TASK DETAILS: Rewrite all of the material below with every "locate-custom" changed to "detect-custom" and nothing else altered. Leave the pictures out.

INFORMATION SUPPLIED:
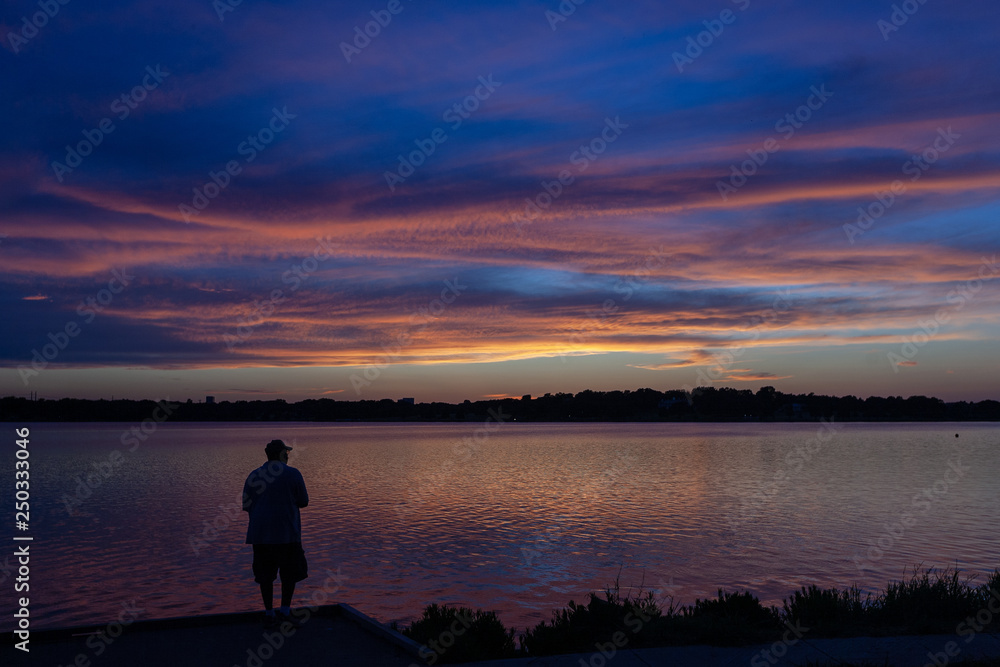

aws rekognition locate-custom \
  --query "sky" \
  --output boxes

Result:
[0,0,1000,402]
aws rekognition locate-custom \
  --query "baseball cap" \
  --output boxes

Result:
[264,440,292,454]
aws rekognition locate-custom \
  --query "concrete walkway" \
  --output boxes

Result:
[7,604,1000,667]
[0,605,420,667]
[465,633,1000,667]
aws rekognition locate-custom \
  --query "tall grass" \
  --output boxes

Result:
[404,568,1000,662]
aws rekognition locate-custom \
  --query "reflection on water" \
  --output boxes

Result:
[0,423,1000,629]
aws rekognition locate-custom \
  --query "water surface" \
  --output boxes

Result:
[0,422,1000,629]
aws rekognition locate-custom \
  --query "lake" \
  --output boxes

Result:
[0,420,1000,630]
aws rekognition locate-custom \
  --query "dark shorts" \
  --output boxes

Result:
[253,542,309,584]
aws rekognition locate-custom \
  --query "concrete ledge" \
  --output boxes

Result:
[340,603,423,662]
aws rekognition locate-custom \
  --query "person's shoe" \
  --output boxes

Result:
[275,611,305,630]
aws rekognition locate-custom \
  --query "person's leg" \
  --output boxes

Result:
[260,581,274,611]
[253,544,278,616]
[281,577,295,610]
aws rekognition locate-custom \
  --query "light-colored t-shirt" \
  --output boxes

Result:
[243,461,309,544]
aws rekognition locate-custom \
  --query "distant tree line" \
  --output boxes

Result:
[0,387,1000,422]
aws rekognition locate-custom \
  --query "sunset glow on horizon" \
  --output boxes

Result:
[0,0,1000,402]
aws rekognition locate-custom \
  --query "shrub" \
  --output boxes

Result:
[782,586,872,637]
[402,604,517,663]
[521,580,673,656]
[681,588,784,645]
[872,568,982,634]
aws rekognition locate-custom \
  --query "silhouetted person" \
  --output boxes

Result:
[243,440,309,627]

ANSWER TO THE TASK:
aws rekognition detect-custom \
  --query "sky" \
  --output boxes

Result:
[0,0,1000,402]
aws rekognition detect-custom \
  --query "baseball cap" \
  --output boxes

Result:
[264,440,292,454]
aws rekognition detect-custom \
  --query "concrete walkway" \
  --output boxes

Result:
[7,604,1000,667]
[0,605,420,667]
[465,633,1000,667]
aws rekognition detect-custom \
  --query "tall grass" \
  --output boxes

Result:
[404,568,1000,662]
aws rekognition detect-custom \
  --query "reflection on water" \
  --output boxes

Result:
[0,423,1000,629]
aws rekognition detect-custom \
  --query "water surface" \
  --output boxes

Result:
[0,422,1000,629]
aws rekognition detect-custom \
  --query "lake" \
  --output boxes

Result:
[0,420,1000,630]
aws rekognition detect-custom \
  --query "dark shorts" \
  --output boxes

Result:
[253,542,309,584]
aws rekognition detect-custom \
  --query "concrete ledge" \
  --output boxes

Result:
[340,603,423,662]
aws rekognition detect-custom \
  --query "person's shoe" \
  --output boxes

Result:
[275,611,305,630]
aws rekognition detect-custom \
  --query "person's leg" \
  --output boxes

Result:
[260,581,274,611]
[253,544,278,616]
[281,577,295,610]
aws rekognition detect-custom \
  --query "light-colored t-shirt" \
  --output boxes

Result:
[243,461,309,544]
aws rekognition detect-custom \
  --query "distant tree line" \
  --output boxes

Result:
[0,387,1000,422]
aws rekognition detect-custom \
  --query "sunset glow on horizon" \
  --output boxes

Result:
[0,0,1000,402]
aws rekognition detect-custom \
  --query "shrub" \
  --output boxes

Result:
[782,586,872,637]
[402,604,517,663]
[521,580,673,656]
[681,588,784,645]
[872,568,982,634]
aws rekognition detect-custom \
  --query "silhouetted person" \
  --output boxes

Result:
[243,440,309,627]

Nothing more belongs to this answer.